What to produce → Copy everything from the line containing "pomeranian puppy --all-instances" down to the last line of the entries, character for character.

Input →
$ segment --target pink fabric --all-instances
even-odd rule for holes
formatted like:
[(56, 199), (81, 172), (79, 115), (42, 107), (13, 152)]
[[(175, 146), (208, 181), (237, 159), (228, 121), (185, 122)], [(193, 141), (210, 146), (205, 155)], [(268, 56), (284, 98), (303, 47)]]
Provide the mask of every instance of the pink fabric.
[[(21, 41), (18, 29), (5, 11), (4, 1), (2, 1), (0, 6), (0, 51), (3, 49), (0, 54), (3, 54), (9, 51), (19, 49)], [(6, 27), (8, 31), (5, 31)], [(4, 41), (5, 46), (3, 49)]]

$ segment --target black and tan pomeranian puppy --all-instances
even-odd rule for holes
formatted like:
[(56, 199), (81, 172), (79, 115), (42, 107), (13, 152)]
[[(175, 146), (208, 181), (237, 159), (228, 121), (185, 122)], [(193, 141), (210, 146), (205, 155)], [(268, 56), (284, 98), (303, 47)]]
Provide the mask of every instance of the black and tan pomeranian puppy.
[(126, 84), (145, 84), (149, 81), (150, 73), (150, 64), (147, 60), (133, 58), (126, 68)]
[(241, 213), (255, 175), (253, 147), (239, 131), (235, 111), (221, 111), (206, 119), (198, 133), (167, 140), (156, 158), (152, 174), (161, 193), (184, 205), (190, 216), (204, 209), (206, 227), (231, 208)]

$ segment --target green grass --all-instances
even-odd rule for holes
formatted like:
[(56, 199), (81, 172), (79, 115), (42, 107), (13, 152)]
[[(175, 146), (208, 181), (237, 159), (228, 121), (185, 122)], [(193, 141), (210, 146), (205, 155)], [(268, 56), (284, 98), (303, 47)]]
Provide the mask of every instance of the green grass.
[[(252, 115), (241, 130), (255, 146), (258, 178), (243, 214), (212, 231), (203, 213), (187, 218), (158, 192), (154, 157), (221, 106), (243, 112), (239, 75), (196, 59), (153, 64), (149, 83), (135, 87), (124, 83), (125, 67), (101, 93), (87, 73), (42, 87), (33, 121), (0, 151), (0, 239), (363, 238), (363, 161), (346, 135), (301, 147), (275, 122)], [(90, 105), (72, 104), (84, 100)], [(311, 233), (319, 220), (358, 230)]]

The response →
$ segment --target black and tan pomeranian puppy --all-instances
even-odd rule for holes
formatted like:
[(56, 199), (81, 172), (79, 115), (42, 107), (13, 152)]
[[(175, 146), (208, 181), (237, 159), (228, 121), (185, 122)], [(193, 141), (210, 146), (205, 155)], [(268, 56), (284, 98), (303, 47)]]
Provide the mask of every instance of the black and tan pomeranian puppy.
[(126, 84), (145, 84), (149, 81), (150, 73), (150, 64), (147, 60), (133, 58), (126, 68)]
[(241, 213), (255, 175), (253, 147), (239, 131), (235, 111), (221, 111), (206, 119), (198, 133), (167, 140), (156, 158), (152, 174), (161, 193), (184, 205), (190, 216), (204, 209), (206, 227), (231, 208)]

$ segment --target green grass --all-instances
even-odd rule for holes
formatted like:
[(56, 199), (81, 172), (79, 115), (42, 107), (13, 152)]
[[(175, 146), (208, 181), (237, 159), (228, 121), (185, 122)], [(193, 141), (210, 146), (205, 155)], [(268, 56), (284, 98), (303, 47)]]
Provide the mask of every instance of the green grass.
[[(252, 115), (241, 130), (255, 146), (258, 178), (243, 214), (212, 231), (203, 213), (187, 218), (158, 192), (154, 157), (221, 106), (243, 112), (239, 75), (196, 59), (153, 64), (149, 83), (135, 87), (124, 83), (125, 67), (101, 93), (87, 73), (42, 87), (33, 121), (0, 151), (0, 239), (363, 238), (363, 161), (346, 135), (301, 147), (275, 122)], [(90, 105), (72, 104), (84, 100)], [(311, 233), (319, 220), (358, 230)]]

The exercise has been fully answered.